*SET PROBLEM A:* Please quote the binary tree thread word for word, starting at "If you're that" and ending after "the stack depth.".
*SET PROBLEM B:* In the binary tree thread, why is the recursive destroy function usually not a real efficiency concern even when the tree holds many nodes? Answer in one to three sentences.

Thread: How to empty a Binary Serach Tree???

If you're that worried about stack depth, you can treat the binary tree as a list that _may_ have other lists sprout off the side. Iterate through all the right nodes, and recurse for left nodes. I think this will reduce the stack depth.

>>I have one solution that deletes the root until the tree is empty
Eew, yucky! Why not just use an in-order traversal and instead of doing something fun with the node, delete it. :-)

Code:

void destroy(tree *t)
{
  if (t == 0)
  {
    return;
  }

  destroy(t->left);
  destroy(t->right);
  delete t;
}

>>but isn´t this also quite un-efficient if the tree contains MANY nodes (invokes many functions)???.
Not enough to worry about unless you've fallen into the worst case of ordered insertion where the tree depth is equal to the number of nodes. If this is even close to possible you need to use a balanced insertion algorithm to begin with. Otherwise, a recursive routine only has a depth equal to the height of the tree. Even for **HUGE** trees this won't be noticeable.

>>Is my "dislike" for recusion unjustyfied???
Not a bit :-) For the most part recursive functions are better implemented iteratively, but recursion does have it's place for some recursively defined data structures or algorithms. Most of the time a binary tree is made recursively because it's much simpler, more natural, and the efficiency hit isn't that bad. quicksort and mergesort are defined recursively and most easily written that way as well. If you need blazing speed and a small stack depth the you can write them iteratively, but if you've ever done that you'll find it's a lot of extra work and complexity for not a whole lot of performance improvement.

Recursion should be the last choice except in a few well defined application areas where recursion has been proven to be a very small handicap in performance and a huge timesaver in creation and maintenance.

>>Need confirmation on this subject.
Consider a tree with height 4

Code:

           6
          / \
     4           9
   /   \       /   \
  2     5     7     10
 / \   / \   / \   / \
0   1                 11

The most recursive calls you'll make for a search/deletion is 4, including the first call. To begin an in-order search you start by going to a depth of 4, (6 4 2 0), then return to a stack depth of 3 and recurse to 4 again. The whole order is (6 4 2 0 2 1 2 4 5 4 6 9 7 9 10 11)

*STORED RECORDS:*
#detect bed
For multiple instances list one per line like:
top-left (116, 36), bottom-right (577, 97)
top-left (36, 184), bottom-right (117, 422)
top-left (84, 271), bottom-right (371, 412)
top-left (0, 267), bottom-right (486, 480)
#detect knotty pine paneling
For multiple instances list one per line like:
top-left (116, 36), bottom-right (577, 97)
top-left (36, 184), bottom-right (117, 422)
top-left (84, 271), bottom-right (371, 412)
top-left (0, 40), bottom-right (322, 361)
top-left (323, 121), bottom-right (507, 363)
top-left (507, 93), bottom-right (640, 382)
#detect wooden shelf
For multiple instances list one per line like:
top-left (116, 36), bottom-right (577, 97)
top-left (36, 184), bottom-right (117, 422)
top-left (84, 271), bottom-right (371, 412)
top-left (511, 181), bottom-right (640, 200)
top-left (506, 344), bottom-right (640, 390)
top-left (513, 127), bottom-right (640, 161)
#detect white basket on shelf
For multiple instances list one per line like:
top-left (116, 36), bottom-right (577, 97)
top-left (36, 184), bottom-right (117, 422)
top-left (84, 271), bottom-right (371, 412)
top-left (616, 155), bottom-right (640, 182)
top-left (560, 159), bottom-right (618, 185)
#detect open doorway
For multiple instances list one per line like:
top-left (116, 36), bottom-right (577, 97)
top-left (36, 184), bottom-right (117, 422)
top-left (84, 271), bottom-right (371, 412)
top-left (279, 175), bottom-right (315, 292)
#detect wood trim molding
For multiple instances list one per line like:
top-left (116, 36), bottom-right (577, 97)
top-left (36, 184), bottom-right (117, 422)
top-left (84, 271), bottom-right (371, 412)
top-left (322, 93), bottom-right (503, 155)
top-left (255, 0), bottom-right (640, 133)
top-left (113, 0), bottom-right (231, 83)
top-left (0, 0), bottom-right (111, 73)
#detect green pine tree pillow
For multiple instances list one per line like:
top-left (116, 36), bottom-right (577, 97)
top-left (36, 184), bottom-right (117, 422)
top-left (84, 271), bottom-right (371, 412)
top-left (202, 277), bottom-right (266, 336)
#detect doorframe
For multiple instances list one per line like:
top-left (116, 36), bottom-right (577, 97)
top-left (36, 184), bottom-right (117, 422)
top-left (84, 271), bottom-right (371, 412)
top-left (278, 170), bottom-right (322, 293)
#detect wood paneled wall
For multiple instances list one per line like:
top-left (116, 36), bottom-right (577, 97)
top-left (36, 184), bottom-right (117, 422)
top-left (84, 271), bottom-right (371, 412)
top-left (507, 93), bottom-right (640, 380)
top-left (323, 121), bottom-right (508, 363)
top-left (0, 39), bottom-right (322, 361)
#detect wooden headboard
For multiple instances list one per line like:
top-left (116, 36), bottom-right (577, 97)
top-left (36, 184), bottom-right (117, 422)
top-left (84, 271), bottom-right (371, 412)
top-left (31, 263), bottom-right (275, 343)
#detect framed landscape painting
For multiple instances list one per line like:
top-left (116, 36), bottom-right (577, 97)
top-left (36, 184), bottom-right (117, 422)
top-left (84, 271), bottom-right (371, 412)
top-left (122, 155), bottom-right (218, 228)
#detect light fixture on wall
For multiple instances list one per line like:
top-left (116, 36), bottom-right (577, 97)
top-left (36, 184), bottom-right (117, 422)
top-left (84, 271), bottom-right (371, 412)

*FULL OUTPUT A:*
If you're that worried about stack depth, you can treat the binary tree as a list that _may_ have other lists sprout off the side. Iterate through all the right nodes, and recurse for left nodes. I think this will reduce the stack depth.

*FULL OUTPUT B:* A recursive routine only goes as deep as the tree's height, so even for huge trees the cost won't be noticeable. It becomes a concern only in the worst case of ordered insertion, where the tree depth equals the number of nodes. If that case is even close to possible, a balanced insertion algorithm should be used from the start.